Entries from a point annotation set
= = = =
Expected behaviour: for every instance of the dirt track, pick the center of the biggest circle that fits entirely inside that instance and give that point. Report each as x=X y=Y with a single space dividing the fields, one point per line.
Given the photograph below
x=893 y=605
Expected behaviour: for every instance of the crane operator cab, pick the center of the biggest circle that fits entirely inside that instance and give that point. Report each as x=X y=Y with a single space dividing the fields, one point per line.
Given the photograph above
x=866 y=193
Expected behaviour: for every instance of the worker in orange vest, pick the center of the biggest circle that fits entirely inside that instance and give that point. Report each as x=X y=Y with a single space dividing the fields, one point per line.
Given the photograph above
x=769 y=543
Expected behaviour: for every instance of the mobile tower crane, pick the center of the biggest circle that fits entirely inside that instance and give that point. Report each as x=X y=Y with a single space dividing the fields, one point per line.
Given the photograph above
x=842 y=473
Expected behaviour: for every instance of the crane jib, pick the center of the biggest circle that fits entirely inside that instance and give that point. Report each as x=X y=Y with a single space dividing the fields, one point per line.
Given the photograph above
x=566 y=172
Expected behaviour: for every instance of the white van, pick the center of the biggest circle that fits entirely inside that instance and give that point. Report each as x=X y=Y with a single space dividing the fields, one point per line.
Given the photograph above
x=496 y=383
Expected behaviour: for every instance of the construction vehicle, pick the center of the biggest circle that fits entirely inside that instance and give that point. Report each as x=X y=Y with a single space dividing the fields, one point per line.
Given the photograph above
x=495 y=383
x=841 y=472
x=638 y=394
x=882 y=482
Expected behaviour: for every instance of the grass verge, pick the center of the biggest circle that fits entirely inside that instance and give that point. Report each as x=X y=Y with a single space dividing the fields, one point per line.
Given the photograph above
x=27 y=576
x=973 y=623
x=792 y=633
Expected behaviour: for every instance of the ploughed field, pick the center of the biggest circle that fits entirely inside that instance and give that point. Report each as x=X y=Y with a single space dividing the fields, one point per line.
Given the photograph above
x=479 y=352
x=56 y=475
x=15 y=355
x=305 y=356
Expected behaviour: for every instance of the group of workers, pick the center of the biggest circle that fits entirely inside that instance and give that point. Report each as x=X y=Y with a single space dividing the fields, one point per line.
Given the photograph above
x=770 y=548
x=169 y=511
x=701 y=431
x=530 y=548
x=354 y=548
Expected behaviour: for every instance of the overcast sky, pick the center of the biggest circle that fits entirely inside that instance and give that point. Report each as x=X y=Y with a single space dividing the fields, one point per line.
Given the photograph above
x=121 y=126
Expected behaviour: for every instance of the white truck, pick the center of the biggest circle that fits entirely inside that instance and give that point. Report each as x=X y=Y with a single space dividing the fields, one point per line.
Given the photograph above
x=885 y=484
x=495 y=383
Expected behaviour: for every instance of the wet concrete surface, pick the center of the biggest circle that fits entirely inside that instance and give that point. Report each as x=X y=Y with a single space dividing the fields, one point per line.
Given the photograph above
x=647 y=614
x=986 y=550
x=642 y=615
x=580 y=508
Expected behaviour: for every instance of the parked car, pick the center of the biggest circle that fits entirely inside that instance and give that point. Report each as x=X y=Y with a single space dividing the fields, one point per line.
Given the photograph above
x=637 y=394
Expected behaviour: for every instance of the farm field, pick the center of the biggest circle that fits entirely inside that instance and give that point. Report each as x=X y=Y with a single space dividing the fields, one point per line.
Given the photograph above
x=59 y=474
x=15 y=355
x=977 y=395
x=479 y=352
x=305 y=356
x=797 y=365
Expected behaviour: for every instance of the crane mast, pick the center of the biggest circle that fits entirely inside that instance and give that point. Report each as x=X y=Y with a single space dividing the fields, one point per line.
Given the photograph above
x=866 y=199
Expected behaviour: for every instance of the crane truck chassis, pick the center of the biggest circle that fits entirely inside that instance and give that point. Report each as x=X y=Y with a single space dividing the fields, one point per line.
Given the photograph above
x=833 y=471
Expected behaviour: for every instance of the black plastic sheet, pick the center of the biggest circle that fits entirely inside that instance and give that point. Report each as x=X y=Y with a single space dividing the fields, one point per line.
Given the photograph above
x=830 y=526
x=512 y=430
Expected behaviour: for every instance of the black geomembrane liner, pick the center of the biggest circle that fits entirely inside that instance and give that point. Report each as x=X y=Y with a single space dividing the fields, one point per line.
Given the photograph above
= = = =
— PROBLEM —
Rewrite every item above, putting "largest circle" wherever "biggest circle" appears and keeping everything else the same.

— OUTPUT OF THE TASK —
Expected behaviour: for every instance of the dirt track, pick the center of the largest circle that fits entirely inside that instance and give that point. Report each as x=X y=Y with a single space dividing the fields, one point per line.
Given the photograph below
x=893 y=605
Expected behaviour: for every instance of the crane operator cab, pick the center of the largest circle that fits entirely inside that instance and give that point. Report each as x=X y=Y with a single space dividing the fields, one point per line.
Given the photograph above
x=866 y=193
Expected behaviour: for every instance of the worker in orange vest, pick the center of the largest circle that fits entirely inside that instance and give that point. Report each as x=X y=Y with a single space dividing the fields, one point per line.
Given the photograph above
x=769 y=543
Expected behaviour: for every instance of the mobile tower crane, pick the center of the largest circle that fits entirely inside that instance and give that point. Report each as x=X y=Y with a single space dividing the fields, one point per line.
Given the photograph above
x=842 y=473
Expected behaviour: for every instance of the crane jib, pick the center of the largest circle that fits entirely inside that instance and give that point. Report each as x=X y=Y with a single space dividing the fields, one point per line.
Given the photograph above
x=566 y=172
Expected behaviour: for every instance of the white van, pick the center of the largest circle that fits entirely inside that instance and give that point. Report each as x=X y=Y with a single space dividing the fields, one point per line.
Given the photograph above
x=496 y=383
Expected behaviour: for every instance of the construction vehicle, pick the center of the largest circle that fits entirely inside that instance and give that point. Report each as x=X y=Y with a single space dividing the fields, one point per line.
Given the photograph above
x=495 y=383
x=841 y=472
x=638 y=394
x=882 y=482
Expected behaviour: for every instance of the grass verge, pick the center of the largest circle that fits entirely inside that instance and give that point. Report each as x=X y=Y with a single space dividing the fields, one point per line.
Given the photograph above
x=27 y=576
x=973 y=623
x=792 y=633
Expected behaviour: for every instance of the ploughed field, pick the center of the largest circle that fits entirely inside that instance and give that point. Report each as x=X y=Y with a single space dividing the fields, one point per line.
Given the photograph above
x=479 y=352
x=56 y=475
x=15 y=355
x=305 y=356
Expected behaviour: for every instance of the group of workers, pick the center of the largest circle that fits entirely inside that instance and give that point. Report each as x=X y=Y with a single space dividing the fields, one point per line.
Given the photograph above
x=770 y=548
x=169 y=511
x=701 y=431
x=530 y=548
x=354 y=548
Expected behaviour: for every instance of the overcast sky, pick the center of the largest circle that fits entirely inside that instance and give that point. Report each as x=X y=Y with a single space dividing the fields, one point per line.
Given the photograph above
x=121 y=126
Expected behaviour: for every instance of the white truck, pick the center of the largest circle that fits entirely inside that instance and give that point. Report each as x=X y=Y with a single space dividing the fields, one point per line.
Given the photograph above
x=885 y=484
x=495 y=383
Expected behaviour: for every instance of the wet concrete surface, pick the center of the largest circle that fits entirely inside that instance and give that point. Report each as x=X y=Y with a single space dividing the fields, one point per line.
Given the photograph above
x=647 y=614
x=986 y=550
x=642 y=615
x=580 y=508
Expected behaviour: for every instance of the parked car, pick the center of the largest circle that fits entirely inside that instance and give that point. Report each as x=X y=Y with a single space dividing the fields, one point per line.
Given the photograph above
x=637 y=394
Expected behaviour: for every instance of the farm field, pick the center of the largest circle that fits entirely inside that instance and give that point. Report each as x=X y=Y with a single space dividing the fields, one point per line.
Given the photograph above
x=59 y=474
x=15 y=355
x=977 y=395
x=479 y=352
x=305 y=356
x=797 y=365
Expected behaviour: for every instance of the crane mast, pick the center of the largest circle that fits entirely inside that instance and give that point. Report each as x=X y=Y with a single space dividing the fields, one point per line.
Given the photograph above
x=866 y=199
Expected behaviour: for every instance of the crane truck chassis, pick the center of the largest circle that fits entirely inside that instance and give that point. Report each as x=X y=Y with a single space dividing the fields, one point per line.
Given the photograph above
x=833 y=471
Expected behaviour: for every instance of the black plastic sheet, pick the center of the largest circle that fits entirely inside that instance and give that point. Report each as x=X y=Y with a single space dividing the fields, one point per line.
Given the photograph above
x=830 y=526
x=512 y=430
Expected behaviour: for every instance of the black geomembrane liner, pick the center of the largest circle that fits entirely inside that instance and give that point. Report each as x=X y=Y with a single space dividing the fields, one point per line.
Given the photograph above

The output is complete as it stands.